▶ [Goal of the exercise]: Copy every entry exactly as given, minus the images.

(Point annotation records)
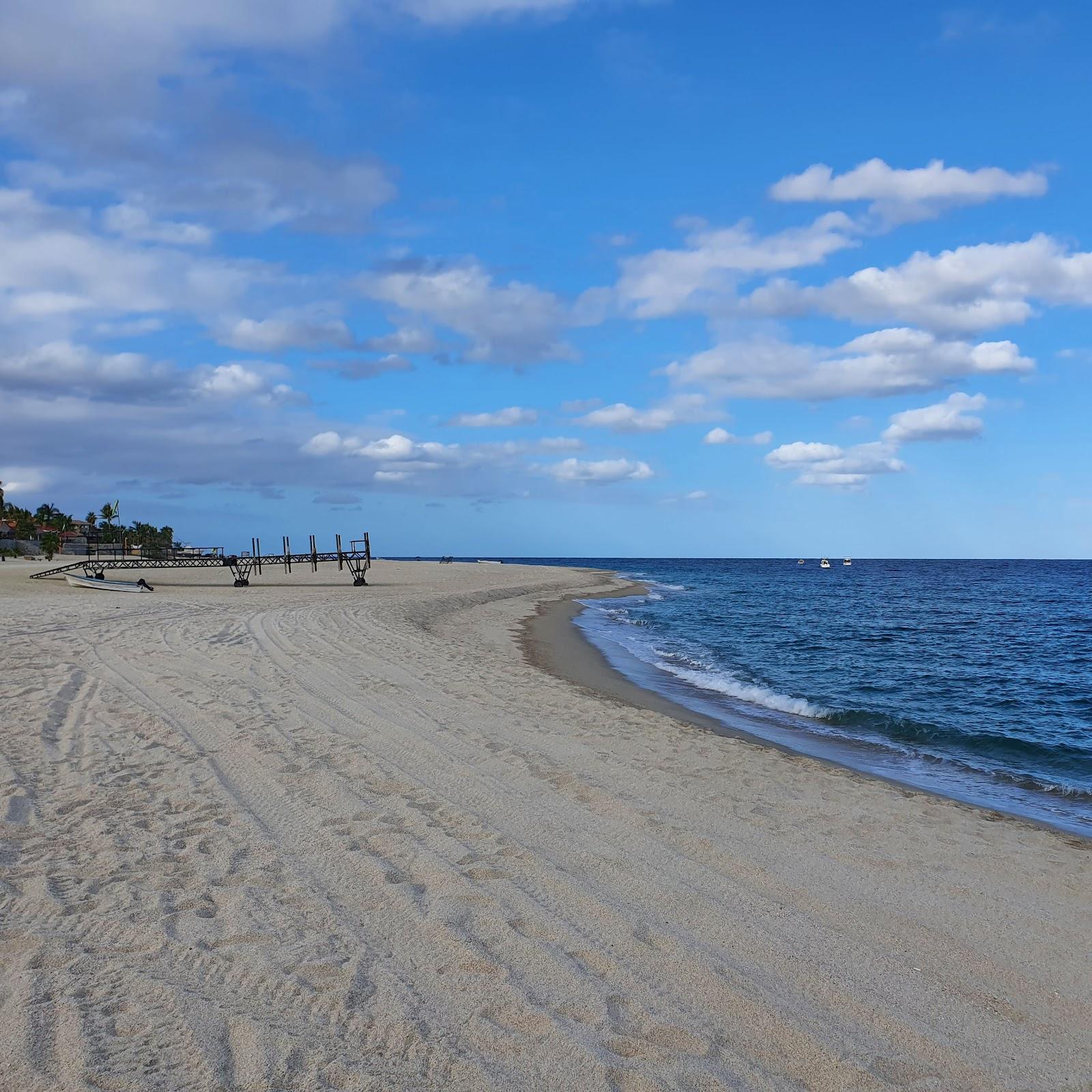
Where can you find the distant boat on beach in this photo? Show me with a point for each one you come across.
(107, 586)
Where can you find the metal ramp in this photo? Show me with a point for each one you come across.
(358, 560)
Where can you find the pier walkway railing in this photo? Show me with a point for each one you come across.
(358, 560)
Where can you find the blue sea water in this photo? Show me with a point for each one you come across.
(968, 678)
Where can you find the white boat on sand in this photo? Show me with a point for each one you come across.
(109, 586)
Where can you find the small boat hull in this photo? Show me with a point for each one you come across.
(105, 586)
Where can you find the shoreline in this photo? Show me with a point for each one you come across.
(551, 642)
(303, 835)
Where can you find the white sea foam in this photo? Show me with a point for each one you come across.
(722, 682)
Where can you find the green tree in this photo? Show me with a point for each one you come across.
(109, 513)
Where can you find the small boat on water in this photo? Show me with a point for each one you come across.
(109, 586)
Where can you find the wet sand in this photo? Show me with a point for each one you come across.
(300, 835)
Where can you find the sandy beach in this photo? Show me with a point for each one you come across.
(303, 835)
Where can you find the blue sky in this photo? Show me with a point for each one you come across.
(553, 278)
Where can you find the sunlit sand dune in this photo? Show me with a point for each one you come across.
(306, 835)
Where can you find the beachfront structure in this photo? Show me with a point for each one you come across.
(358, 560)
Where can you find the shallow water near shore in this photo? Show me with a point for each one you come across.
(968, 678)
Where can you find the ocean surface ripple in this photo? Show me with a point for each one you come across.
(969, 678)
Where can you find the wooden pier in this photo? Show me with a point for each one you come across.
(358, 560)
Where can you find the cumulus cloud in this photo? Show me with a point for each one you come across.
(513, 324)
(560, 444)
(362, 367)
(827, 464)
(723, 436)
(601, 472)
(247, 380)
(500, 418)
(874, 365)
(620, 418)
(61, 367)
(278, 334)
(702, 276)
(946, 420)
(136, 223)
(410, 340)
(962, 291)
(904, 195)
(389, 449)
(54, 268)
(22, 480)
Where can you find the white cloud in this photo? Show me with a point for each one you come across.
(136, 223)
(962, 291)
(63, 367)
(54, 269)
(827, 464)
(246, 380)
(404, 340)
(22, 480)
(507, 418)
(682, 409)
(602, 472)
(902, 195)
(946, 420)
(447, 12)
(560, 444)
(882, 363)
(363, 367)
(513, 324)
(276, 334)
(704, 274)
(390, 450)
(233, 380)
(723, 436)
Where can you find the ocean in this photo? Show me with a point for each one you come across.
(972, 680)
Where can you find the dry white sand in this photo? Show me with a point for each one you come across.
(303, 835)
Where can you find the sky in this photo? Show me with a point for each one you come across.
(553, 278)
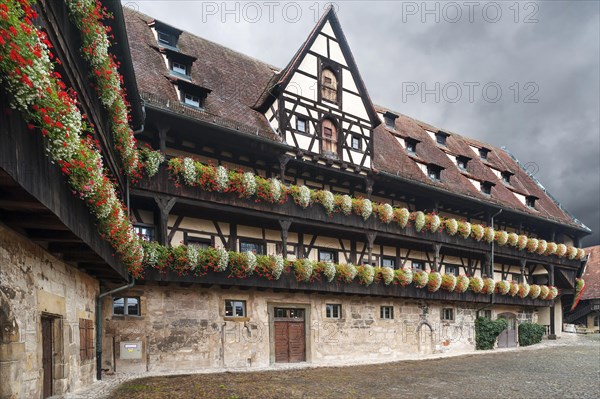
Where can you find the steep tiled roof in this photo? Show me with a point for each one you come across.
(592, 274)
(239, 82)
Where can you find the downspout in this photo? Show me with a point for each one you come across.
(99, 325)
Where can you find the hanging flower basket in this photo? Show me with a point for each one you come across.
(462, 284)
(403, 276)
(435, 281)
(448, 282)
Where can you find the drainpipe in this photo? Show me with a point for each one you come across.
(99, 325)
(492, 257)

▶ [Output for this exercise]:
Where can you find the distant boat on beach in this photo? Show me with a point for each one you come across.
(107, 586)
Where can you find the metal ramp in this photo? Show me with a point for each one you come across.
(358, 560)
Where can you find the pier walkway railing in this photo? Show me with a point for each one you come across.
(358, 560)
Where can you find the blue sea water in this photo? Show me with a point for each one you come across.
(968, 678)
Where can you find the white boat on sand in this photo? Show me with a point for each one you come across.
(109, 586)
Where can you find the small boat hull in this photo? Show me with a point for each one you come across.
(105, 586)
Where can you find the shoreline in this photo? Show me with a point for each one you come across.
(551, 642)
(303, 835)
Where can you find the white sea foam in this photo? Show me with a point for each one you come across.
(722, 682)
Where can you find the green tree in this photo? Show me with a point for each one you come across.
(109, 513)
Where can you find the small boat on water in this photo? Show me with a point for each one you come across.
(109, 586)
Where can you find the wet sand in this photo? Show me with a point for each one you come across.
(300, 835)
Where can you find the sandy beach in this photo? Show me with a point for each one you come across.
(303, 835)
Where can you find the blue sky in this photo? Show me with a point for each one you come across.
(553, 278)
Where can you find the sunlit sand dune in this photo? Show me with a point for each one you come across.
(306, 835)
Where can you find the beachfront structure in this photo? Show me with a point for each one you come across.
(358, 560)
Where can you find the shallow water near shore in this photo? Show me with a point for each one you come across.
(968, 678)
Where can you find the ocean surface ripple in this photo? Show me with a point for each one you come across.
(969, 678)
Where can you find the wooden pier in this photo? Show me with a point for each one you come across.
(358, 560)
Where can you find the cumulus cloud in this photo? Show me with a point for each one you come across.
(513, 324)
(560, 444)
(362, 367)
(827, 464)
(723, 436)
(601, 472)
(247, 380)
(500, 418)
(874, 365)
(620, 418)
(61, 367)
(278, 334)
(702, 276)
(946, 420)
(136, 223)
(410, 340)
(962, 291)
(904, 195)
(389, 449)
(54, 268)
(22, 480)
Where can you find the white cloud in this photo? Show me with a point for each one you come across.
(136, 223)
(962, 291)
(63, 367)
(54, 269)
(827, 464)
(246, 380)
(404, 340)
(22, 480)
(507, 418)
(682, 409)
(602, 472)
(902, 195)
(946, 420)
(447, 12)
(560, 444)
(882, 363)
(363, 367)
(513, 324)
(276, 334)
(704, 274)
(390, 450)
(233, 380)
(723, 436)
Where can you find the ocean in this photo? Show me with a point for each one you come across.
(972, 680)
Where can you find the dry white sand in this photo? Show me with a point for each one you come across.
(303, 835)
Where can you find the sky in this photo? Show me with a point for each one you come across.
(553, 278)
Where can you find the steep tiled roof in this photo? Show me with a point for each one you come across.
(592, 274)
(239, 82)
Where can you find the downspout in this photo? Show me with a point for each one you come across.
(99, 325)
Where can you find the hanging flower basket in this photo? Show me with a point for each one you come across.
(462, 284)
(403, 276)
(435, 281)
(448, 282)
Where can you find the drainpipe in this photo? Show me with a point for each one you come across.
(99, 325)
(492, 257)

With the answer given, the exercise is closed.